**TASK TO CARRY OUT:** Count the lines in the entries that contain the string "below", treating uppercase and lowercase as different, and reply with only the number.

— start of DATASET EXTRACT —

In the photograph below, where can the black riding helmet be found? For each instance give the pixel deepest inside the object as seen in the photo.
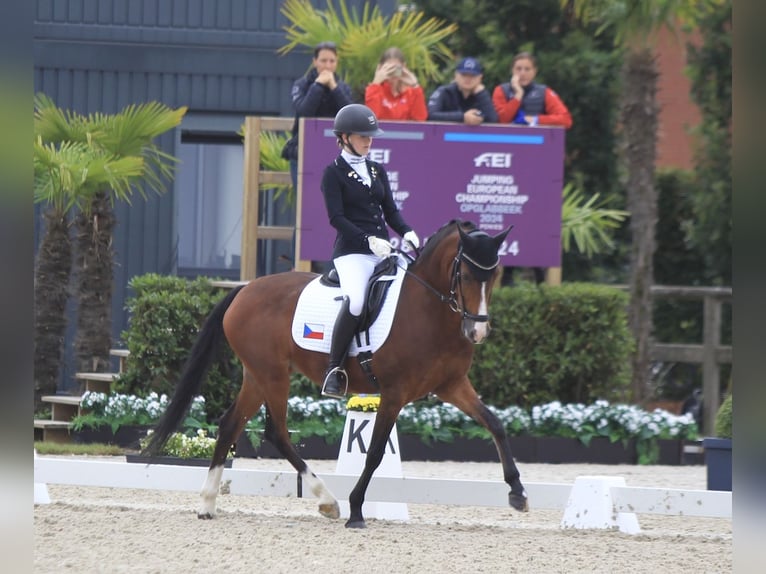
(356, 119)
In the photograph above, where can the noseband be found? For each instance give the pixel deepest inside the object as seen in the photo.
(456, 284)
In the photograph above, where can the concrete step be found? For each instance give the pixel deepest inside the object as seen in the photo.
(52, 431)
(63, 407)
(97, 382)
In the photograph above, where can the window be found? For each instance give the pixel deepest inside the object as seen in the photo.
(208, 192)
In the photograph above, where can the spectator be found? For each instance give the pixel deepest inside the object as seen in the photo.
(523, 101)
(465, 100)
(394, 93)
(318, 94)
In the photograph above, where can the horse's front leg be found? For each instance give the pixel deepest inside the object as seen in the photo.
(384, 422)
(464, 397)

— end of DATASET EXTRACT —
— start of DATASET EXTRACT —

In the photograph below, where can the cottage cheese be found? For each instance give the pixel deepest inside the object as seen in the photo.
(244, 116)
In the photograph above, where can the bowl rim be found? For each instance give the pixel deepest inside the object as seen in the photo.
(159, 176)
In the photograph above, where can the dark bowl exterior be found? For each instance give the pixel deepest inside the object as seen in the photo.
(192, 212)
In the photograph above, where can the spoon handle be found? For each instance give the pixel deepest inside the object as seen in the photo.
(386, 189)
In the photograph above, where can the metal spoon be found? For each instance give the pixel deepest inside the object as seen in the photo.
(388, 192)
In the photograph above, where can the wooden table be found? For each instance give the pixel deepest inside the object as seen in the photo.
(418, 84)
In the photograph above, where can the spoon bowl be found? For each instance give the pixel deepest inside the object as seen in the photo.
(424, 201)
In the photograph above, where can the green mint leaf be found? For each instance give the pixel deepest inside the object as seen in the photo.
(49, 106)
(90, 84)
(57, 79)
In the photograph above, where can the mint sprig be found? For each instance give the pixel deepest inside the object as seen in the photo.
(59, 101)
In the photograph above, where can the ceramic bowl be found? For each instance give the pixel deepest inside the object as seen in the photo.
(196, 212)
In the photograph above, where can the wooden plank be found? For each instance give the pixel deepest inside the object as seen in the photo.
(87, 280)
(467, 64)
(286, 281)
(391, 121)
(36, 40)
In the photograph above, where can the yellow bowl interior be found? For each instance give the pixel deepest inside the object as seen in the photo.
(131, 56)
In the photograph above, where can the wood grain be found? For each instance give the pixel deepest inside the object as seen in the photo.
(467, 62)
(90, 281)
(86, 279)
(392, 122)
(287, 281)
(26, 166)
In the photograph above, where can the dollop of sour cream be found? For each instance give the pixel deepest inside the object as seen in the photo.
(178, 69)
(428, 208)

— end of DATASET EXTRACT —

**RESPONSE:** 2